Region pointing data:
################

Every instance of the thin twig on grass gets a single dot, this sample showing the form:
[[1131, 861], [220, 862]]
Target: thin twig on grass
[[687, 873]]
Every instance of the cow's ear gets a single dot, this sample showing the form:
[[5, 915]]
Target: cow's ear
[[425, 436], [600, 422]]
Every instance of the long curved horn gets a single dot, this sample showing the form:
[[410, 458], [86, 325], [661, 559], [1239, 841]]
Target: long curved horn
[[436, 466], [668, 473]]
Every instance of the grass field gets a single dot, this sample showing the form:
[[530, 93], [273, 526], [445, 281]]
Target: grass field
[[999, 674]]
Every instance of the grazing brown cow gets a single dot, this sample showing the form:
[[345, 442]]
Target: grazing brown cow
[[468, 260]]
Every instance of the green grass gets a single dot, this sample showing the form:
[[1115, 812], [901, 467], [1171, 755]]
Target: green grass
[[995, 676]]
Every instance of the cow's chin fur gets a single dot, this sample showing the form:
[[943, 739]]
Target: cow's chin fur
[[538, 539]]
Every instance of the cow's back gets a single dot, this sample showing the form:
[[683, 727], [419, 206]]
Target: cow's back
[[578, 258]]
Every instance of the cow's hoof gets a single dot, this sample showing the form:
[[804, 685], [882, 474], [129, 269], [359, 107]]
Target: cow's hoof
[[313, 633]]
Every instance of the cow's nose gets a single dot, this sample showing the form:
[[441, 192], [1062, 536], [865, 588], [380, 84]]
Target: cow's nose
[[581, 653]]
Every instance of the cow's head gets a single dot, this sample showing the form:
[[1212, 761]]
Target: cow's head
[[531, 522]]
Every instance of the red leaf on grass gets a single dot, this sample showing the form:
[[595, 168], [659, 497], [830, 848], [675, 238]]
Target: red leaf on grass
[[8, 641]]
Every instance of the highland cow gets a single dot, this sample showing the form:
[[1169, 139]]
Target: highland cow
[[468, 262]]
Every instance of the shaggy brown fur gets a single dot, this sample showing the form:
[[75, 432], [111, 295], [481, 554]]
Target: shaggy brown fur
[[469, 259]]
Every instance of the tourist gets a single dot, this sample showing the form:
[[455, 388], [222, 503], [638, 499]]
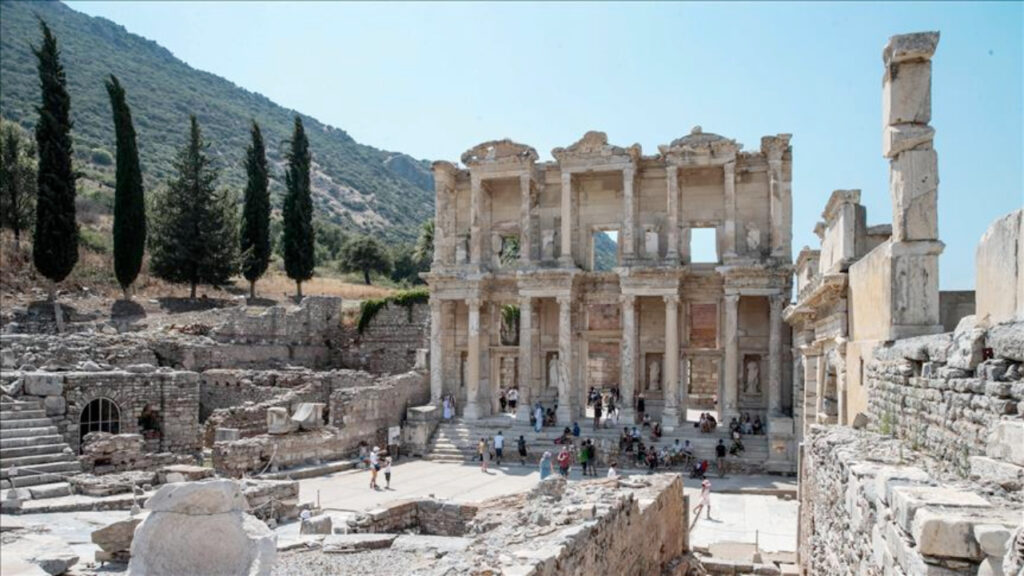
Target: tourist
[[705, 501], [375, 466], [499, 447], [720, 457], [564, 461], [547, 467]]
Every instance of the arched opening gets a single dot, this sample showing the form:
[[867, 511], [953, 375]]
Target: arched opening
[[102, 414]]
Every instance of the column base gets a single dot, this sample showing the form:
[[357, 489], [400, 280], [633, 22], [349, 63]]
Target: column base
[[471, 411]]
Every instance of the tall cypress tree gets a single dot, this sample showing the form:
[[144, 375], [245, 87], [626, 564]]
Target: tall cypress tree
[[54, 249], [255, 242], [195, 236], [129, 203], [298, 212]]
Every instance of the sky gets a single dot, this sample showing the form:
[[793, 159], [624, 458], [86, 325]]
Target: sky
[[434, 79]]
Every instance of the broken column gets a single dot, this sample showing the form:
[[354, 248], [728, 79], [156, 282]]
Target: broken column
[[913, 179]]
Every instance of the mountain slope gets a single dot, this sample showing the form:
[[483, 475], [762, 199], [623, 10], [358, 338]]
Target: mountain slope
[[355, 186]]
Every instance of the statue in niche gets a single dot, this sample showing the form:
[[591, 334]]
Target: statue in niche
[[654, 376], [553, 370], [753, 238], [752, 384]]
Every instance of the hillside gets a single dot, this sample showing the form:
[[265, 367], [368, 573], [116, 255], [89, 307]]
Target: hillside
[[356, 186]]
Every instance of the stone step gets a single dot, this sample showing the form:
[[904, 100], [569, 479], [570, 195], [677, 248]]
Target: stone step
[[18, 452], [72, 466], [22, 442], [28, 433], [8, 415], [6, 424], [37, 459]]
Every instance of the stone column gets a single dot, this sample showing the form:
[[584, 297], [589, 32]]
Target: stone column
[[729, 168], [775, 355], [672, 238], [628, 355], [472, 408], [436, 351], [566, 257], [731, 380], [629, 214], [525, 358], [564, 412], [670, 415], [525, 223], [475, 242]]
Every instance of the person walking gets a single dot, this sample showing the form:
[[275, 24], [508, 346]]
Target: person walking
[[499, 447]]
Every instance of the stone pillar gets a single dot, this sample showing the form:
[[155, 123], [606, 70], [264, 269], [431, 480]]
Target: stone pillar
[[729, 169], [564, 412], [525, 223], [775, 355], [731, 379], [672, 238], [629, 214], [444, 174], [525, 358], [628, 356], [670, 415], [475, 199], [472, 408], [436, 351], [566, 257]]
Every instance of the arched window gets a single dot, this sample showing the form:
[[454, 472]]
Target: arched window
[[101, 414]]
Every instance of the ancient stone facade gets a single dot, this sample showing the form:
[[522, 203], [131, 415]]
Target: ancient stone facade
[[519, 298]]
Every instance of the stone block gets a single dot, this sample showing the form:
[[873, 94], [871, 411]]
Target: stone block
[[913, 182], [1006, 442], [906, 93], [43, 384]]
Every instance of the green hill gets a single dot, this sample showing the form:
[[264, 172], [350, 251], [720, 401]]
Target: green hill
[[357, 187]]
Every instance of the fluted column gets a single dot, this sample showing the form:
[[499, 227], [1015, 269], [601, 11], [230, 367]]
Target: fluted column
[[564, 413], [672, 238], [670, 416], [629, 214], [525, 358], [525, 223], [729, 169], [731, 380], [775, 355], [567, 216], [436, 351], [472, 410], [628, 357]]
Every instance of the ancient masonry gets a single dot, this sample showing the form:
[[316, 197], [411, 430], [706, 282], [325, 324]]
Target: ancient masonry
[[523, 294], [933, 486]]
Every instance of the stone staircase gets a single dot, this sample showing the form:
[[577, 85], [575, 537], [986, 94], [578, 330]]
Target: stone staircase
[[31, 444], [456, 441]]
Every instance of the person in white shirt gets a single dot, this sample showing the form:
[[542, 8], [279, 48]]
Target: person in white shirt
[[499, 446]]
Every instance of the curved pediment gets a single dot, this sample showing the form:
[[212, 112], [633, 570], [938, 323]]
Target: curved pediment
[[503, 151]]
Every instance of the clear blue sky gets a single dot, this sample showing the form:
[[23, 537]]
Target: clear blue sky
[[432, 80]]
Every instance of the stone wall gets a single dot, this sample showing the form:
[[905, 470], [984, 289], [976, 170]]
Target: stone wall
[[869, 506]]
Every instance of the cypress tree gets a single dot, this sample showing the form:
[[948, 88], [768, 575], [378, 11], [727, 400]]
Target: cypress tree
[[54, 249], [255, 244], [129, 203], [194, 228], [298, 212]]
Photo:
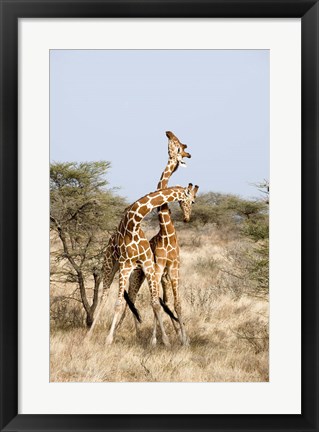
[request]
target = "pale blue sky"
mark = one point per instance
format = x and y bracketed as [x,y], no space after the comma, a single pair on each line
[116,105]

################

TASK TO COMPLETE
Although pictures appear among the entries, please set down only the lines from the one with "Every instance of the cow's head" up to and including the one with "[[144, 375], [245, 87], [626, 564]]", word for word.

YOUR SOLUTION
Every instance of the cow's head gets a single dot, this sample showing the form:
[[1212, 761]]
Target: cow's head
[[531, 522]]
Every instance of the red leaf on grass gets a single dot, this sample showing the form:
[[595, 168], [659, 497], [830, 848], [675, 238]]
Target: red leaf on grass
[[8, 641]]
Every instance of the highland cow gets a single dot, this sample showing the form:
[[1169, 139]]
Target: highland cow
[[468, 262]]
Every instance of the shaggy brown fur gets a single dot, this sample showing the form:
[[75, 432], [111, 295], [481, 554]]
Target: shaggy brown fur
[[469, 259]]
Every instance of the tourist gets a single dot, this sample showing the form:
[[455, 388], [222, 503], [638, 499]]
Target: tourist
[[705, 501], [375, 466], [499, 447], [720, 457], [564, 461], [547, 467]]
Every instance of the arched opening gets a single dot, this sample showing the form:
[[867, 511], [953, 375]]
Target: arched opening
[[102, 414]]
Every instance of the column base gets a single dot, this sample showing the form:
[[357, 489], [400, 280], [633, 22], [349, 63]]
Target: column base
[[471, 411]]
Every instance of the tall cypress tree gets a single dot, this sample showing the form:
[[144, 375], [245, 87], [626, 564]]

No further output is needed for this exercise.